begin DATA FOR THE TASK
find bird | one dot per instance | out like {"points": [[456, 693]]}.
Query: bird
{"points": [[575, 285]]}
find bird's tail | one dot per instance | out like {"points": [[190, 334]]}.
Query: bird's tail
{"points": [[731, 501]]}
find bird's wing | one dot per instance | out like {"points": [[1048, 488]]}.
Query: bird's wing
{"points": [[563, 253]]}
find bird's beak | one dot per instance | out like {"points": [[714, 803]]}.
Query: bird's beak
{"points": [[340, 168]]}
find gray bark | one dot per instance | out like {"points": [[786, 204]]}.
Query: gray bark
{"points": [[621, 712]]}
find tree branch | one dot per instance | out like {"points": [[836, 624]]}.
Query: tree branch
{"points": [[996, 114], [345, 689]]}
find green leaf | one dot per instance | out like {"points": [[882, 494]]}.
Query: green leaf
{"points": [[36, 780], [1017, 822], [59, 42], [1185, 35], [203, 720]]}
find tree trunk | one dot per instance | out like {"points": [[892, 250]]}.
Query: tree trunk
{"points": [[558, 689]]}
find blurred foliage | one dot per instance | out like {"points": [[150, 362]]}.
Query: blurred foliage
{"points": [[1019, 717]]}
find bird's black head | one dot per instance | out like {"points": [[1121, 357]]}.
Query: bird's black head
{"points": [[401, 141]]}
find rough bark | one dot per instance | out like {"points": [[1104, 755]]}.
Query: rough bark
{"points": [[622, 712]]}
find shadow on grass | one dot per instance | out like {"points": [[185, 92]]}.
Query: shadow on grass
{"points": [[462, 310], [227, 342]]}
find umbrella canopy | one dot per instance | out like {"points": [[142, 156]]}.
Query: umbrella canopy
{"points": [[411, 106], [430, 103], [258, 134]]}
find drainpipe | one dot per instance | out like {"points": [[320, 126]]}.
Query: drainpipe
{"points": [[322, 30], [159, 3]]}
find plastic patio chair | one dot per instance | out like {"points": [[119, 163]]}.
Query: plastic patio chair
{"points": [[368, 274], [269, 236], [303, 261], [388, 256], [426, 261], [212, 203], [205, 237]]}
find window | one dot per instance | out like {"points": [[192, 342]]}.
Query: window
end DATA FOR THE TASK
◆ INSTRUCTIONS TO FOLLOW:
Write the lines out verbatim, from the one with "find shadow on" through the last line of the entries, and stop there.

◆ COMPLETE ANSWER:
find shadow on grass | one dot per instance | out like {"points": [[185, 92]]}.
Query: shadow on grass
{"points": [[462, 310], [227, 342]]}
find umbrella canopy | one dot per instance | out like {"points": [[142, 156]]}.
Query: umbrella canopy
{"points": [[411, 106], [430, 103], [258, 134]]}
find drainpipe | one dot per instance | out like {"points": [[320, 126]]}.
Query: drainpipe
{"points": [[322, 30], [159, 3]]}
find plastic patio chair | one dot per instance | out like {"points": [[119, 163]]}.
Query: plastic patio chair
{"points": [[368, 274], [269, 236], [303, 261], [388, 256], [426, 261], [212, 203], [205, 237]]}
find window | one dot per instance | out like {"points": [[192, 342]]}.
Query: window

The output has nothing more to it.